[Collection entries]
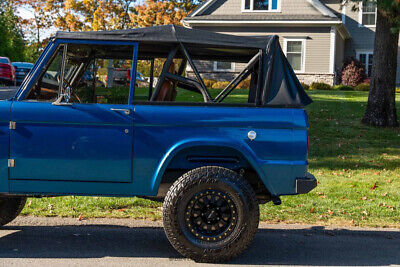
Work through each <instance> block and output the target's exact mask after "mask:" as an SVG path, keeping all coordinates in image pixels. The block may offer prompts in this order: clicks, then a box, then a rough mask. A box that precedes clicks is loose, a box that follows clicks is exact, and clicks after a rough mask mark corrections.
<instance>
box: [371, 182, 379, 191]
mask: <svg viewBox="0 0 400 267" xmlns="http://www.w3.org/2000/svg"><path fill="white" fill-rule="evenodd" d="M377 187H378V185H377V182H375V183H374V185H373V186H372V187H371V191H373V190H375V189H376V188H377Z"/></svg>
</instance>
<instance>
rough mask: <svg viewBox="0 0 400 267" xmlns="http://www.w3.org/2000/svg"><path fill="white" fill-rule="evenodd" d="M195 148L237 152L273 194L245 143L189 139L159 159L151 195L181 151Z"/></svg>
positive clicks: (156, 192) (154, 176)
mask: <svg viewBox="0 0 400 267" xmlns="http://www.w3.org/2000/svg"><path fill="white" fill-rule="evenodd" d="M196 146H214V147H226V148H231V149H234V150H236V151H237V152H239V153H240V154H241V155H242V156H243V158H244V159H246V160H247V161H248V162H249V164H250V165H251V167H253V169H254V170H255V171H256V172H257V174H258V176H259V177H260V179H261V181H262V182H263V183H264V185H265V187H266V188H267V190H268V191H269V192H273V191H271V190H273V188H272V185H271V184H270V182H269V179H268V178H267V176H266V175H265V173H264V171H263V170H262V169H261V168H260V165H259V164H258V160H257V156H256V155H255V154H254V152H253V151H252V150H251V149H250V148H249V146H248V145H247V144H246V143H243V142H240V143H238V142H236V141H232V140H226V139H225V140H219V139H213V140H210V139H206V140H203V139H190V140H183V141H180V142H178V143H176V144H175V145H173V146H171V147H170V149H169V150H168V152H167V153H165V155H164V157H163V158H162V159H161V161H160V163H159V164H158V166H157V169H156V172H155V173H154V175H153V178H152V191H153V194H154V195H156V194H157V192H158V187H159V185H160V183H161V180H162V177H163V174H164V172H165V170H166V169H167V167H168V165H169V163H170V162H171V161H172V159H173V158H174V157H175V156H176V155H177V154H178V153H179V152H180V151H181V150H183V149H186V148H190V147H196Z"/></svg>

▶ [WORK INSTRUCTION]: From the records above, count the lines that contain "instance". Only the number should be written.

▶ [WORKED SOLUTION]: 4